## [WHAT IS ASKED]
Pick out each line of the data below that contains the word "blurred", and copy those lines.

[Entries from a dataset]
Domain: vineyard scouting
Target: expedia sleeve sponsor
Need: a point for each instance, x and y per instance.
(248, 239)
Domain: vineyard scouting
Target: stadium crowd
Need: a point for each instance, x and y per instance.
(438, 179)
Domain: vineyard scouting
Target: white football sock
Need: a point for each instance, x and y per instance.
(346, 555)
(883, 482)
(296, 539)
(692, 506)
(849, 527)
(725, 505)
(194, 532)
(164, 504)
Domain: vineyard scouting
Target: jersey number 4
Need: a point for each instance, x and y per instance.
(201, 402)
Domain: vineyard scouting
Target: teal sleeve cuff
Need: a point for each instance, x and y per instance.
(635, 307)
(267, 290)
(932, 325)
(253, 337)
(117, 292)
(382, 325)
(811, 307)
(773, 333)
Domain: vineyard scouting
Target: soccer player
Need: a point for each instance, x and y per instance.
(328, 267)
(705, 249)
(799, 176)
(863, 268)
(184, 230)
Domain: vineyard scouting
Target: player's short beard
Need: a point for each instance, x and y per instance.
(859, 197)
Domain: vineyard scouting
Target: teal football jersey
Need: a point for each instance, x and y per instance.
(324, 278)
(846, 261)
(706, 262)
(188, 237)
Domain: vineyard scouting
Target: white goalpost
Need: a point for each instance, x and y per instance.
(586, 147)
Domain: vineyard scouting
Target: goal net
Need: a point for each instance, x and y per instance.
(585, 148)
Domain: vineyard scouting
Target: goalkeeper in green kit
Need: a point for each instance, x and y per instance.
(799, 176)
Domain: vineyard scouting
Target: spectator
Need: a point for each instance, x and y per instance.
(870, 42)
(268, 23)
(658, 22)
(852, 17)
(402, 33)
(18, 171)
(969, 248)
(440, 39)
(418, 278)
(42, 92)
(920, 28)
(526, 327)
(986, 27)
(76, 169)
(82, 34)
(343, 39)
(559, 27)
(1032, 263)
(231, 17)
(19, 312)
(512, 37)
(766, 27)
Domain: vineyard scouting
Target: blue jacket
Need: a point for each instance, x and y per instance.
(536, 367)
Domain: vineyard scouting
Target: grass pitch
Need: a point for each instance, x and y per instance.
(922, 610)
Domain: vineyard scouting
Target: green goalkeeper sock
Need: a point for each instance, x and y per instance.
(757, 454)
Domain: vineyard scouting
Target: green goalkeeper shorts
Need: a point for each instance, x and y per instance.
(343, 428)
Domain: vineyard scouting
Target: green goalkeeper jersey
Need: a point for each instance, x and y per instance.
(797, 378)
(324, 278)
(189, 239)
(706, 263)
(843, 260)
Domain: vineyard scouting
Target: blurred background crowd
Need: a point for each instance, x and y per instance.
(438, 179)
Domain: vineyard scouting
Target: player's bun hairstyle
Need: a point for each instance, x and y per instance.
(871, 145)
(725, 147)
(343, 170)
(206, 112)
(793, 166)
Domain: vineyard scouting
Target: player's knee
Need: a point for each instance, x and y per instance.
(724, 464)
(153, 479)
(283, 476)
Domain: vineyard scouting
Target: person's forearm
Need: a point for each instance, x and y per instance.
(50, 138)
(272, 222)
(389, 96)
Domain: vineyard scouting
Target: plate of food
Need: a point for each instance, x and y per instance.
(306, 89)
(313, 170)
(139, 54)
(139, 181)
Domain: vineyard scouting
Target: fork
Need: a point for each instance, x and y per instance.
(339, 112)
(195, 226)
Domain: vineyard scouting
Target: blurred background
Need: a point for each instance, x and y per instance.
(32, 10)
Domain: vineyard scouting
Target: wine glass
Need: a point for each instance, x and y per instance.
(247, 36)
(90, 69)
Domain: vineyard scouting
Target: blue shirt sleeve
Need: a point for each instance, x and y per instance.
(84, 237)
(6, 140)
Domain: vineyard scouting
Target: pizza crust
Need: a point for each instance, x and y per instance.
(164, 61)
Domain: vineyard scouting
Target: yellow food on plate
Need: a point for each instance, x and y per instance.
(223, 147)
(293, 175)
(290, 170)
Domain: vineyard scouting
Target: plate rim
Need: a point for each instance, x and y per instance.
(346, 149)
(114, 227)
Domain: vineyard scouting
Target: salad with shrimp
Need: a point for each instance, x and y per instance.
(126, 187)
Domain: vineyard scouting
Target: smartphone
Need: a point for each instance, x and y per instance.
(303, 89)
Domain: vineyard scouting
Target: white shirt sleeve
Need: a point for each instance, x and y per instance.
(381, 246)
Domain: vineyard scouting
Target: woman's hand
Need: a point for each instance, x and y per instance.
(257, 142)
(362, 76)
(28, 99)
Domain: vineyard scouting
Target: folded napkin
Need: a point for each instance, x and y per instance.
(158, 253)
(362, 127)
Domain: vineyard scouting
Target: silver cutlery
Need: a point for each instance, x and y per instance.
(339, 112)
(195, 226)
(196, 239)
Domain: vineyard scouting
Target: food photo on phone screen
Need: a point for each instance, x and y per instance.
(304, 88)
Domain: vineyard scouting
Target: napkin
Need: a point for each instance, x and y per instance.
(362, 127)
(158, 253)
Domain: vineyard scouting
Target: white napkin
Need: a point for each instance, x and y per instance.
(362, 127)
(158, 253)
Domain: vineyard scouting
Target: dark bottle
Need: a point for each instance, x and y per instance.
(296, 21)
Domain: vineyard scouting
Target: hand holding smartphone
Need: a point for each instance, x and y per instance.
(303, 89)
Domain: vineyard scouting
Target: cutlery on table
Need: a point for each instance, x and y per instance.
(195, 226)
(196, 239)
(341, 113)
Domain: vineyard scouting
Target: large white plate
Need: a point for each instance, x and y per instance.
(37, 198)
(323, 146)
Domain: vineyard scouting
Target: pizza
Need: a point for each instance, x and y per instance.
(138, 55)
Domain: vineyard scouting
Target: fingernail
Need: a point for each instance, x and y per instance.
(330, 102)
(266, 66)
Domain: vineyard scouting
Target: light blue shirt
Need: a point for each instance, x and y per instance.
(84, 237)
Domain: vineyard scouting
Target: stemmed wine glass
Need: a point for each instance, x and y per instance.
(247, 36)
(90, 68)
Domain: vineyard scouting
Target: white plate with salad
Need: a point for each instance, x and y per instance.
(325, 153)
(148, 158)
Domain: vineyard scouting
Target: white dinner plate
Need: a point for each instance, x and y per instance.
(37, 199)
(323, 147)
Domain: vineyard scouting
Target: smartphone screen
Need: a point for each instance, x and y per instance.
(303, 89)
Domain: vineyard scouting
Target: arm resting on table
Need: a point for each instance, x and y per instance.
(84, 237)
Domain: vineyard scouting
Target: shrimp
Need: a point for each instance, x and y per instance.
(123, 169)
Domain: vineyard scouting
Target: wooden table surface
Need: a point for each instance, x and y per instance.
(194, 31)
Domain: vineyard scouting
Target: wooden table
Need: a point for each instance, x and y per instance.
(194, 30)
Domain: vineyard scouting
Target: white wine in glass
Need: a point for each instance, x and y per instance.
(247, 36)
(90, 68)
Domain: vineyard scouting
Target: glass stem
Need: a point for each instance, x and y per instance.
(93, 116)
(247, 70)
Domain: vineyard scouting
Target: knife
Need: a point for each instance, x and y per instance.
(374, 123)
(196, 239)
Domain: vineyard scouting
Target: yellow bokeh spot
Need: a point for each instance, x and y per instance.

## [EXERCISE RESPONSE]
Target: blurred background crowd
Target: blurred background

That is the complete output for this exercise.